Please copy the stretch of the records from the start through the line containing "[[524, 335]]", requests included, and shift each coordinate in the answers by adding 62 to it. Leave the pictures out of your answer.

═════ MATERIAL FOR THIS EXERCISE

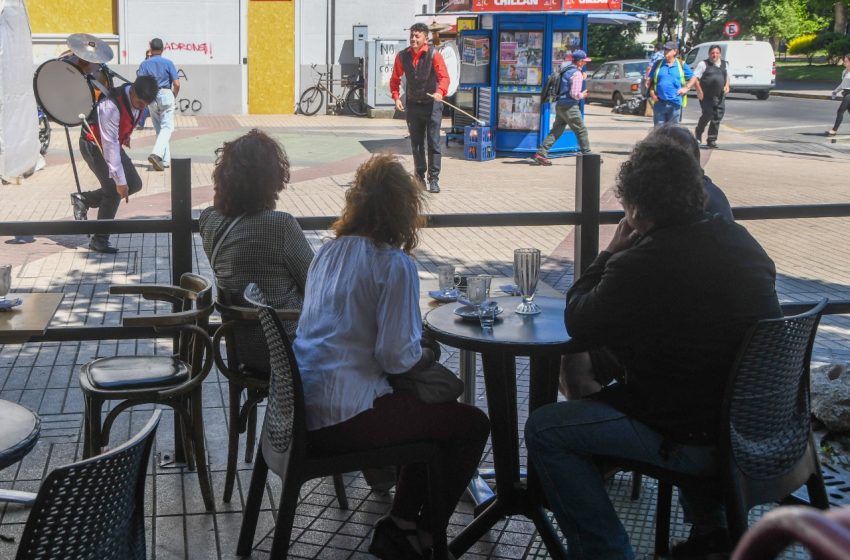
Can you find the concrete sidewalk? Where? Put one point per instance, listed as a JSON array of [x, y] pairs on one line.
[[812, 257]]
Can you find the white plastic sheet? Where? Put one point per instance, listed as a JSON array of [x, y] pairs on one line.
[[18, 113]]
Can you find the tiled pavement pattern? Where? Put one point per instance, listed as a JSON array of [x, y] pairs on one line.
[[812, 258]]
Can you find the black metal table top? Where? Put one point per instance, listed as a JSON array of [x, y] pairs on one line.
[[524, 335]]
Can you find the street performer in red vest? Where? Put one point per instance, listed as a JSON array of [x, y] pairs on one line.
[[427, 83], [102, 146]]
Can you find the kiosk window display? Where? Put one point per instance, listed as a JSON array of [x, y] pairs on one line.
[[520, 50]]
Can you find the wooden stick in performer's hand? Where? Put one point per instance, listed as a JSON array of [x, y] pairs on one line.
[[456, 108]]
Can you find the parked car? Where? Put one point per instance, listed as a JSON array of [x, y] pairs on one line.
[[616, 81], [751, 65]]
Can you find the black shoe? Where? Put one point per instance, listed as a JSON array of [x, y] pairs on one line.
[[81, 209], [715, 545], [156, 162], [101, 245], [389, 542]]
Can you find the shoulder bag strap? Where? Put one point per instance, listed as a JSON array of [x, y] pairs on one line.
[[218, 242]]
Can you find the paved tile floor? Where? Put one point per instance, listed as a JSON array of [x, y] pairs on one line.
[[812, 258]]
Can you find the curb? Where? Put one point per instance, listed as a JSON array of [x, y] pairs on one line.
[[802, 95]]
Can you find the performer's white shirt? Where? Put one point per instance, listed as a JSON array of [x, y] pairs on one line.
[[108, 118]]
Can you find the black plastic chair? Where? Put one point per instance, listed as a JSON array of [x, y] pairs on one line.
[[93, 509], [283, 448], [247, 381], [174, 380], [766, 449]]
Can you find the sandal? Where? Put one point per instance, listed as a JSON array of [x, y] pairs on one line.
[[389, 541]]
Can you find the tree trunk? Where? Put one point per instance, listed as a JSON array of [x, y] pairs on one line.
[[840, 17]]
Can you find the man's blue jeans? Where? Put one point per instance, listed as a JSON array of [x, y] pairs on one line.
[[666, 111], [561, 437], [162, 114]]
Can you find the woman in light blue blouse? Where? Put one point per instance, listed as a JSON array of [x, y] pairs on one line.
[[361, 324]]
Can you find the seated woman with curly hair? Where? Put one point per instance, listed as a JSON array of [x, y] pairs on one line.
[[247, 240], [360, 326]]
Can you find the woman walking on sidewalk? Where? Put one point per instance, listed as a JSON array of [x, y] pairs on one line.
[[844, 89]]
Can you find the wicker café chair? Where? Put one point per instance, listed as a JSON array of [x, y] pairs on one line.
[[283, 448], [174, 380], [247, 381], [766, 450], [93, 509]]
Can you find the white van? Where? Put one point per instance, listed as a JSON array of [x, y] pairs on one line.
[[751, 65]]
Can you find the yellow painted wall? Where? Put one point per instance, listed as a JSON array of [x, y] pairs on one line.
[[271, 57], [71, 16]]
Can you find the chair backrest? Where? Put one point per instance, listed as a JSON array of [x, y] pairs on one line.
[[766, 412], [284, 432], [93, 509]]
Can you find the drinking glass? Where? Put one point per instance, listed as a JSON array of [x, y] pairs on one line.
[[477, 290], [526, 274], [487, 314], [5, 280], [446, 276]]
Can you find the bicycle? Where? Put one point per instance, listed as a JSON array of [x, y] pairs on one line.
[[351, 97]]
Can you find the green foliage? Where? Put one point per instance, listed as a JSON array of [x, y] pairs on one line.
[[787, 18], [838, 48], [804, 44], [613, 41]]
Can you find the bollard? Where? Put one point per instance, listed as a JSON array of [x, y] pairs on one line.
[[587, 205]]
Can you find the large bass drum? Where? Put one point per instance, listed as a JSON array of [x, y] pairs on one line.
[[63, 92]]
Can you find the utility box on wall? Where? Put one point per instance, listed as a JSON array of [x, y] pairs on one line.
[[360, 34], [380, 57]]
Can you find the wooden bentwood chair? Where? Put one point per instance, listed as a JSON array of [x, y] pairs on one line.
[[766, 449], [93, 508], [283, 448], [253, 383], [171, 380]]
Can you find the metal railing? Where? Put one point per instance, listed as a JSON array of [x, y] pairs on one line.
[[586, 218]]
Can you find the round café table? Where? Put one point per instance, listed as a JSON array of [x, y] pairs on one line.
[[19, 430], [543, 338]]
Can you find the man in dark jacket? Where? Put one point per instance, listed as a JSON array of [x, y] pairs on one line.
[[664, 309], [427, 83]]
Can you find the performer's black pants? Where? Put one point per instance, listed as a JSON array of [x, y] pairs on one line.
[[713, 109], [423, 122], [845, 106], [106, 199]]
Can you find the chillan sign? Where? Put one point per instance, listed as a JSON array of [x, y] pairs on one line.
[[516, 5]]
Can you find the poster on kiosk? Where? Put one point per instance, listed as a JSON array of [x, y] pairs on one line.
[[509, 58]]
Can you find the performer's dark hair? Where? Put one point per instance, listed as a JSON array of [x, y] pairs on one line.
[[421, 27], [146, 88]]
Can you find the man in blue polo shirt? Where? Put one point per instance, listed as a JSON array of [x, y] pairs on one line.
[[161, 110], [669, 82]]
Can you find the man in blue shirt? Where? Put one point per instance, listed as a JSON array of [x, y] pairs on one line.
[[669, 82], [161, 110]]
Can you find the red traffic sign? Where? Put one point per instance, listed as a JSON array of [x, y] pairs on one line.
[[732, 28]]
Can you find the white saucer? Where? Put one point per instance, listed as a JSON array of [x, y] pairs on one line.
[[9, 303]]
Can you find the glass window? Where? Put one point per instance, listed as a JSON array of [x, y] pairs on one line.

══════════

* _ANSWER TO THIS EXERCISE_:
Can you find the concrete sidewalk? Where? Put one point per instance, listed as a JSON array of [x, y] pairs on one line.
[[874, 319]]
Can you find the white plastic sheet? Where? Put one point per instance, listed as a JSON array of [x, y] pairs on one line.
[[80, 175]]
Can you find the tiled pavement pattern? Where? Put one point per instance, listed as a JSON array of [x, y] pairs on one line.
[[874, 320]]
Can you find the black metal table top? Where? Put one point per instance, listed as a JSON array of [x, y] pairs on one line.
[[586, 397]]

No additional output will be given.